## TEXT PASSAGE
::::::::

Get length of the strings as :u32 (as number of chars).

Examples:

df = Polars::DataFrame.new({"s" => ["Café", nil, "345", "東京"]}).with_columns(
  [
    Polars.col("s").str.lengths.alias("length"),
    Polars.col("s").str.n_chars.alias("nchars")
  ]
)
df
# =>
# shape: (4, 3)
# ┌──────┬────────┬────────┐
# │ s    ┆ length ┆ nchars │
# │ ---  ┆ ---    ┆ ---    │
# │ str  ┆ u32    ┆ u32    │
# ╞══════╪════════╪════════╡
# │ Café ┆ 5      ┆ 4      │
# │ null ┆ null   ┆ null   │
# │ 345  ┆ 3      ┆ 3      │
# │ 東京 ┆ 6      ┆ 2      │
# └──────┴────────┴────────┘

Returns:

(Expr)



274
275
276

# File 'lib/polars/string_expr.rb', line 274

def n_chars
  Utils.wrap_expr(_rbexpr.str_len_chars)
end

#parse_int(radix = 2, strict: true) ⇒ `Expr`

Parse integers with base radix from strings.

By default base 2. ParseError/Overflows become Nulls.

Examples:

df = Polars::DataFrame.new({"bin" => ["110", "101", "010", "invalid"]})
df.select(Polars.col("bin").str.parse_int(2, strict: false))
# =>
# shape: (4, 1)
# ┌──────┐
# │ bin  │
# │ ---  │
# │ i32  │
# ╞══════╡
# │ 6    │
# │ 5    │
# │ 2    │
# │ null │
# └──────┘

Parameters:

radix (Integer) (defaults to: 2) —
Positive integer which is the base of the string we are parsing. Default: 2.
strict (Boolean) (defaults to: true) —
Bool, Default=true will raise any ParseError or overflow as ComputeError. False silently convert to Null.

Returns:

(Expr)



1192
1193
1194

# File 'lib/polars/string_expr.rb', line 1192

def parse_int(radix = 2, strict: true)
  to_integer(base: 2, strict: strict).cast(Int32, strict: strict)
end

#replace(pattern, value, literal: false, n: 1) ⇒ `Expr`

Replace first matching regex/literal substring with a new string value.

Examples:

df = Polars::DataFrame.new({"id" => [1, 2], "text" => ["123abc", "abc456"]})
df.with_column(
  Polars.col("text").str.replace('abc\b', "ABC")
)
# =>
# shape: (2, 2)
# ┌─────┬────────┐
# │ id  ┆ text   │
# │ --- ┆ ---    │
# │ i64 ┆ str    │
# ╞═════╪════════╡
# │ 1   ┆ 123ABC │
# │ 2   ┆ abc456 │
# └─────┴────────┘

Parameters:

pattern (String) —
Regex pattern.
value (String) —
Replacement string.
literal (Boolean) (defaults to: false) —
Treat pattern as a literal string.

Returns:

(Expr)

# File 'lib/polars/string_expr.rb', line 1026

def replace(pattern, value, literal: false, n: 1)
  pattern = Utils.expr_to_lit_or_expr(pattern, str_to_lit: true)

::::::::

## Excerpts of location labeling data

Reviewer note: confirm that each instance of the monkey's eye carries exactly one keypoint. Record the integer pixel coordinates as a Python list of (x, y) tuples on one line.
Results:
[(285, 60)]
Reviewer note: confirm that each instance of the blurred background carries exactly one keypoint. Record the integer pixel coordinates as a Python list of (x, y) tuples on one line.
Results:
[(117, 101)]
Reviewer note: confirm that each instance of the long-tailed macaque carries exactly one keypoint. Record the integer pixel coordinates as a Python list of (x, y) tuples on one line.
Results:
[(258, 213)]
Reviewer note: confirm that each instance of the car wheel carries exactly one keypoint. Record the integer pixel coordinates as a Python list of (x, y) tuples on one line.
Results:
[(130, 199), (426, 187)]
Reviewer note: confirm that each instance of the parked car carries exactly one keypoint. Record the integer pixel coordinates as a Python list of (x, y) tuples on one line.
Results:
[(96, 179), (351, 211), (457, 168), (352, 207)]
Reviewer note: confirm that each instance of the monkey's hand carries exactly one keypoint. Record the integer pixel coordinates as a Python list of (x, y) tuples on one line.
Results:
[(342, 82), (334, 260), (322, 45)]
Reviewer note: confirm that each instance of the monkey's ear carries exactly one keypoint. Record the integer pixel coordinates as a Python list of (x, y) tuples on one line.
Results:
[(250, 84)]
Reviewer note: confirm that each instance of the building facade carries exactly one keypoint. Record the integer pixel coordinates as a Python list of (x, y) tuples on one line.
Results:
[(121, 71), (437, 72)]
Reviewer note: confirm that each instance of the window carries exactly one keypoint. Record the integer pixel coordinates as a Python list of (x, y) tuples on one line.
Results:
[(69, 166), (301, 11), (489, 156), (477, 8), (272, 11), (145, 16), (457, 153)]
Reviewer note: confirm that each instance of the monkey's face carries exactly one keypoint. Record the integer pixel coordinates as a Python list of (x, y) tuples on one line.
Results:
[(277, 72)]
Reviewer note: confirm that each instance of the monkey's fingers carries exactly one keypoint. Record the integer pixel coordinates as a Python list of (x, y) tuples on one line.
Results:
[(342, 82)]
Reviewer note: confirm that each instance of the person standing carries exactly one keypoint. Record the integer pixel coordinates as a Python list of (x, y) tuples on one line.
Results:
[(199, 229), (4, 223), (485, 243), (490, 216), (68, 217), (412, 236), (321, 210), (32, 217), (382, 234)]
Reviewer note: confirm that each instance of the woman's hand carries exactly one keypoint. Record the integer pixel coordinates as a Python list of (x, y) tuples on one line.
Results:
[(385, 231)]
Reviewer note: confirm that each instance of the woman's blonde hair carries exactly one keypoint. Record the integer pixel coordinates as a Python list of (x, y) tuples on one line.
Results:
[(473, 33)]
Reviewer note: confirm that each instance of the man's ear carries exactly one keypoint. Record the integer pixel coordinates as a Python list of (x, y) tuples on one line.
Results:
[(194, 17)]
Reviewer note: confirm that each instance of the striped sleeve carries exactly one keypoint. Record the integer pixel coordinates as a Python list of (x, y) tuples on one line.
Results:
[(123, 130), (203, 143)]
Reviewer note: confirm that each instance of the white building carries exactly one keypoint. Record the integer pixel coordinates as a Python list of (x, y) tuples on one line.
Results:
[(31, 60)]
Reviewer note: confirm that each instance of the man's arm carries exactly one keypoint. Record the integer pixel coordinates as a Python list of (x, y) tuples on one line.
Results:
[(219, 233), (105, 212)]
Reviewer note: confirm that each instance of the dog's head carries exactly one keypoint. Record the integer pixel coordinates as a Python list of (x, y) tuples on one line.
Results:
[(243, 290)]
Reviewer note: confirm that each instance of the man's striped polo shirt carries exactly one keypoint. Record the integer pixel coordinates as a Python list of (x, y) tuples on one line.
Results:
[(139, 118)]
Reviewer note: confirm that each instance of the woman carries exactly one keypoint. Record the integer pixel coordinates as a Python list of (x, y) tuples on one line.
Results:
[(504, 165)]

::::::::

## WRITTEN INSTRUCTION A
List every parameter name that appears under a "Parameters:" heading in the Polars string documentation.
## WRITTEN INSTRUCTION B
From the Polars string documentation, output the stretch of text starting at "#parse_int(radix = 2, strict: true)" and ending at "shape: (4, 1)".

## CORRECT RESPONSE A
radix, strict, pattern, value, literal

## CORRECT RESPONSE B
#parse_int(radix = 2, strict: true) ⇒ `Expr`

Parse integers with base radix from strings.

By default base 2. ParseError/Overflows become Nulls.

Examples:

df = Polars::DataFrame.new({"bin" => ["110", "101", "010", "invalid"]})
df.select(Polars.col("bin").str.parse_int(2, strict: false))
# =>
# shape: (4, 1)